───── Gösterilen metin
GmbH ile Sınırların Ötesinde
Dergi Konuları

GmbH ile Sınırların Ötesinde

Berlin’in meşhur bol elektrikli dans pistlerinden global moda sahnesine... Son zamanların ses getiren yaratıcı duo’su, Serhat Işık ve Benjamin Alexander Huseby ile GmbH’in çok kültürlü, bol müzikli ve sınır tanımayan tasarımlarına dair...

Fotoğraf: Hyungsik Kim

 

GmbH’in ilk koleksiyonlarını Paris’te sergilemelerinin üzerinden yalnızca dört sene geçti ama marka istikrarlı bir şekilde hayran kitle- sini büyütmeye devam ediyor. 2017’de prestijli LVMH ödülüne aday gösterilen Berlinli ikili, ilk günden beri içine doğdukları göçmen kültürünü anlatıyor ve kabullenilmiş cinsiyet bariyerlerini sorguluyor. 

Carl Rogers’ın ünlü sözü “en kişisel olanın en evrensel olduğunu” kanıtlarcasına, ana yurtlarından kıta Avrupa’sına taşıdıkları kırılgan aidiyetlikleri ve göçmen hikayeleri Paris’in prestijli moda sahnesinde büyük ses getiriyor. Sahici olan her yerde kabul görüyor. Markanın kurucuları Serhat Işık, Türk ve Almanya doğumlu, Benjamin Alexander Huseby ise Pakistan ve Norveç asıllı. Bu kalabalık ve çok kültürlü tasarım evliliğinin ilk olarak Berlin’in kulüp sahnelerinde yeşerdiğini de belirtmek gerek. Serhat ve Benjamin ile; “limited şirketi” anlamına gelen ve Alman kurumsallığıyla dalga geçen isimlerinden aktivizme, kulüp kültüründen David Attenborough hayranlıklarına ferah bir alanda sohbet ettik.
──────────
Alıştırma yönergeleri:
1. GmbH yazısında "Berlin’in meşhur bol" ile "tanımayan tasarımlarına dair..." arasındaki bölümü, bu iki ifade de dahil olmak üzere, olduğu gibi yazar mısınız?
2. GmbH yazısına göre şu ifadeler doğru mu? Her birine evet ya da hayır deyip kararı belirleyen sözleri yazıdan aynen alıntılar mısınız? (a) İkili 2017'de LVMH ödülüne aday gösterildi. (b) Benjamin Alexander Huseby Türk ve Almanya doğumludur. (c) Markanın adı "limited şirketi" anlamına gelir.
───── Çıkarılan liste
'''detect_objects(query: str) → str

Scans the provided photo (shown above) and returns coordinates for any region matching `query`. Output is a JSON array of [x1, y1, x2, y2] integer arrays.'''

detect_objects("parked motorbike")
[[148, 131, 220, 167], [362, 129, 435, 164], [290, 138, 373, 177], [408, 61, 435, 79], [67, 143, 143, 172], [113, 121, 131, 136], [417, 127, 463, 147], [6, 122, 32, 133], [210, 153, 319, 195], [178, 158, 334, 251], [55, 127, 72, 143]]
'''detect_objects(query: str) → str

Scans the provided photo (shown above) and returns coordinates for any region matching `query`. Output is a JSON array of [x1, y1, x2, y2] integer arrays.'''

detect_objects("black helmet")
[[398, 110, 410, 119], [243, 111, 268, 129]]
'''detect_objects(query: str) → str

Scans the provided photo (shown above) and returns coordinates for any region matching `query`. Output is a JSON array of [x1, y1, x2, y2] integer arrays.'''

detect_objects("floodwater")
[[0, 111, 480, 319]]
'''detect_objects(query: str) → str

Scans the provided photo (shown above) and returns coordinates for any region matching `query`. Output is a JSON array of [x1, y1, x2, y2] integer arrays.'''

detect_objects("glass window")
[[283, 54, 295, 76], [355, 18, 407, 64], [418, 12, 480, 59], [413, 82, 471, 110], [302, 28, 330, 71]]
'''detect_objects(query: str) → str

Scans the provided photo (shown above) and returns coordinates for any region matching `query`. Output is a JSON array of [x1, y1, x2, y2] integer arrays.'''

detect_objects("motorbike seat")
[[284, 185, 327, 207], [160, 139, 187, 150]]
──────────
───── Çıkarılan liste
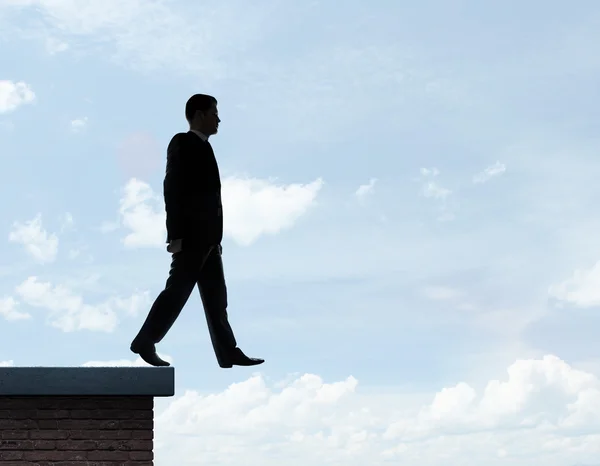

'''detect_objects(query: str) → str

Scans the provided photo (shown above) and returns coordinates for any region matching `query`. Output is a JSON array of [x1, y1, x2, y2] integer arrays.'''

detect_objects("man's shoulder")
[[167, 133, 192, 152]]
──────────
Görevlerin çözümleri:
1.
Berlin’in meşhur bol elektrikli dans pistlerinden global moda sahnesine... Son zamanların ses getiren yaratıcı duo’su, Serhat Işık ve Benjamin Alexander Huseby ile GmbH’in çok kültürlü, bol müzikli ve sınır tanımayan tasarımlarına dair...

2.
(a) Evet: "2017’de prestijli LVMH ödülüne aday gösterilen Berlinli ikili"
(b) Hayır: "Benjamin Alexander Huseby ise Pakistan ve Norveç asıllı"
(c) Evet: "“limited şirketi” anlamına gelen"